Copy word for word the lines of the records below, starting with the line that contains "outline front grille, every instance" and going on through the end of the records.

──────── Supplied entries

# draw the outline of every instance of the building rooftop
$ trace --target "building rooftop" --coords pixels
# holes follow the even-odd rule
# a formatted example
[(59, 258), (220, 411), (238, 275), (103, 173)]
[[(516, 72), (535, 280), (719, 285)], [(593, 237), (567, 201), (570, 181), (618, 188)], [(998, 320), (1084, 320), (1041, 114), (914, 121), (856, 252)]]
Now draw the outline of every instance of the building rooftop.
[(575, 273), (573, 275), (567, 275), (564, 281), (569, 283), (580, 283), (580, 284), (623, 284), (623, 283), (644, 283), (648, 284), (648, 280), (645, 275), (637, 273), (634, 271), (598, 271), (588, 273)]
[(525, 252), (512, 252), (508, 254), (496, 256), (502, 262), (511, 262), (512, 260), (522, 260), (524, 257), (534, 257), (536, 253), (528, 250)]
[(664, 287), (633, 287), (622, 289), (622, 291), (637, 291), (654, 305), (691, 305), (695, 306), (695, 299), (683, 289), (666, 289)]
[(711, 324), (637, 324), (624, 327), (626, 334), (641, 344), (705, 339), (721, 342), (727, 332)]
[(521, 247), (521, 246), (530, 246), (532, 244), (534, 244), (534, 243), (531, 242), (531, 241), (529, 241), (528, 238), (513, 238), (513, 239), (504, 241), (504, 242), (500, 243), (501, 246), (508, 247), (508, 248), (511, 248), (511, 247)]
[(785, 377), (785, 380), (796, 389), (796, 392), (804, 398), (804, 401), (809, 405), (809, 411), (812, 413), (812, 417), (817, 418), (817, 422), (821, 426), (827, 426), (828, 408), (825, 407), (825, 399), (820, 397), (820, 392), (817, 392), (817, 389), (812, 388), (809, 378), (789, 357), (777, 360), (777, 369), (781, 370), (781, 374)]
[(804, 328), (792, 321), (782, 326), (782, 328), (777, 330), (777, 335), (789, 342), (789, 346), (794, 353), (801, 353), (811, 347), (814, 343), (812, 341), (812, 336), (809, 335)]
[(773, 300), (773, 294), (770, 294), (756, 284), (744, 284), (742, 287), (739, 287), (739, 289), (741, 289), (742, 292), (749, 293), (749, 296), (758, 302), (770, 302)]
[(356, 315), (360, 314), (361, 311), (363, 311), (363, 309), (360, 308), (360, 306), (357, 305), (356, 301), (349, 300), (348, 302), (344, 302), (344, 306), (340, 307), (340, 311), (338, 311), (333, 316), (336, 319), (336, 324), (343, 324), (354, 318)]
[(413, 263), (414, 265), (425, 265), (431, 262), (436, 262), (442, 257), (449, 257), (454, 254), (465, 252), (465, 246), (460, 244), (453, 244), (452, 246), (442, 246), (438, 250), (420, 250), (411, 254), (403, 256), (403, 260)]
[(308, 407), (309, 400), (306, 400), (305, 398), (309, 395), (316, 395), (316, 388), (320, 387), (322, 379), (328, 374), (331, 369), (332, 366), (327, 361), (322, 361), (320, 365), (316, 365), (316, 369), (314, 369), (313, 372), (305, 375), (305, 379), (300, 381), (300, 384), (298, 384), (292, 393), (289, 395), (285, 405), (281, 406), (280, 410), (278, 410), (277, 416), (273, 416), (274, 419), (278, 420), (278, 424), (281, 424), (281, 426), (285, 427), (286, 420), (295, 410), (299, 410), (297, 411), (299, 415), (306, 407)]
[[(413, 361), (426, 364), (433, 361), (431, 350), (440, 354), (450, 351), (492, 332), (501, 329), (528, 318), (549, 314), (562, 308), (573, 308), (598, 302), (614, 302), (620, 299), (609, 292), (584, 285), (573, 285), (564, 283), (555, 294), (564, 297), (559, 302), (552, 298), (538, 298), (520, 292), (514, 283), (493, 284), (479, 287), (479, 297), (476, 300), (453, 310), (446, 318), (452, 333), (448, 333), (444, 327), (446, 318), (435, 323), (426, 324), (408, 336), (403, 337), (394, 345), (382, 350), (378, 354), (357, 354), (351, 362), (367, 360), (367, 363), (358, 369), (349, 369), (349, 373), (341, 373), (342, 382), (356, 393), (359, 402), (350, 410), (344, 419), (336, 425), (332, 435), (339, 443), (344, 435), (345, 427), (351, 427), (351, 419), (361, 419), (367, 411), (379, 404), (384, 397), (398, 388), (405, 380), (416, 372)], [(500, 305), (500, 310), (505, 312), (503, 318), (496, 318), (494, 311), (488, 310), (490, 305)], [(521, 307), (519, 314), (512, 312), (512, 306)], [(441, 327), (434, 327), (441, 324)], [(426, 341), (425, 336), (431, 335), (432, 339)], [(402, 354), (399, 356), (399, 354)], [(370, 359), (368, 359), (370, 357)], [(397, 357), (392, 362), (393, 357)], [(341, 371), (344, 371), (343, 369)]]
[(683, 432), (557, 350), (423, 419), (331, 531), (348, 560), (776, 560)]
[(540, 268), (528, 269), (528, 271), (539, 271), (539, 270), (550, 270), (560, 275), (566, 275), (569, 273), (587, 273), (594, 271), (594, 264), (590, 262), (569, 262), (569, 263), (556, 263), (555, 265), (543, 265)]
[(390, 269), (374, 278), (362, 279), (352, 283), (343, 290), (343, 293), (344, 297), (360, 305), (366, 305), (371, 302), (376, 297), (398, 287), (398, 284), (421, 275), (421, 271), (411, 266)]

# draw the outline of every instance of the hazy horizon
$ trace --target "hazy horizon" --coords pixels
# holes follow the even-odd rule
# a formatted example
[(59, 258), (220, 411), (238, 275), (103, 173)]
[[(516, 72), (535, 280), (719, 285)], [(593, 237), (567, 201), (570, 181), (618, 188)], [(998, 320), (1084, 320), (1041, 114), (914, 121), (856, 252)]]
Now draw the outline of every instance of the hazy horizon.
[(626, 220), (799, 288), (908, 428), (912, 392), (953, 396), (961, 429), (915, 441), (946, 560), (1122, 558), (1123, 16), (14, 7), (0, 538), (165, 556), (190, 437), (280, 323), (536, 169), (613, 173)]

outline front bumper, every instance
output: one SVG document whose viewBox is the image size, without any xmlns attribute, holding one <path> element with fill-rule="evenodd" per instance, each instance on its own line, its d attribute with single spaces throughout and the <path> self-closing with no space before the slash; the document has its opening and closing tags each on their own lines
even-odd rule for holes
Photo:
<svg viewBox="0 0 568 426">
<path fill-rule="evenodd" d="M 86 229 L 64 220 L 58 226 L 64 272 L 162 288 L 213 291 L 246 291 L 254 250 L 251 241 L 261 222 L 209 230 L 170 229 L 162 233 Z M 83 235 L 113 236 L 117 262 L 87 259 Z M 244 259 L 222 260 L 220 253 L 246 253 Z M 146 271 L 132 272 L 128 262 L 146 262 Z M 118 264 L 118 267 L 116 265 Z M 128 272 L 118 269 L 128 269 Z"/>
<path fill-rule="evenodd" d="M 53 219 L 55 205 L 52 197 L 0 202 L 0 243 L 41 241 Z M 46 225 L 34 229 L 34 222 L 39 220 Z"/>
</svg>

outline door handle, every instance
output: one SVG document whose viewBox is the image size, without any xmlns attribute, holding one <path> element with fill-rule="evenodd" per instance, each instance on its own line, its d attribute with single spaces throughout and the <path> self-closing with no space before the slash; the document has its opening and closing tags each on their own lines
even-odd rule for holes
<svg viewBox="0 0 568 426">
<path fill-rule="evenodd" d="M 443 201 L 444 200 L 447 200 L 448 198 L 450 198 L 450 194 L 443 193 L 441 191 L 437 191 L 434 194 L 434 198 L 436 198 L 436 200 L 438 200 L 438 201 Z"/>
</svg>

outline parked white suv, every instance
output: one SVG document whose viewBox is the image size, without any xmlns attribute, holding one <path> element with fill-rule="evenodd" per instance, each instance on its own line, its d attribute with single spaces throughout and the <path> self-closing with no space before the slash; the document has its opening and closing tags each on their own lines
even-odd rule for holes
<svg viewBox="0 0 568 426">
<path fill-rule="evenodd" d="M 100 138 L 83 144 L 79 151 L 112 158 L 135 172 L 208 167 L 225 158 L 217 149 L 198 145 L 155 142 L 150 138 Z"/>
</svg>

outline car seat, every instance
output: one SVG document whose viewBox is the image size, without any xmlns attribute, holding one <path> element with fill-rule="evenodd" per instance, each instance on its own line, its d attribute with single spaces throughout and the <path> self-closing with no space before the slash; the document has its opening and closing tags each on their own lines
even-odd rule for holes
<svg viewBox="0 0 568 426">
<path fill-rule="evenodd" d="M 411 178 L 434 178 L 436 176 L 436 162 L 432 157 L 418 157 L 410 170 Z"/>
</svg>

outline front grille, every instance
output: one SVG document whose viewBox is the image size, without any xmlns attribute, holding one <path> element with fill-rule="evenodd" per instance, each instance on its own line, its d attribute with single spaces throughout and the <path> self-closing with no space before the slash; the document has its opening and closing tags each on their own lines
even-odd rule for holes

────────────────

▶ [Written solution]
outline front grille, every instance
output: one SVG document whose viewBox is the image size, without any xmlns attribute, holding one <path> element with fill-rule="evenodd" per instance, each instance on its own line, its d attribute with single spaces throughout and the <path> self-closing with no space before the slash; the document has its opening and closing tags each on their own lines
even-odd rule for holes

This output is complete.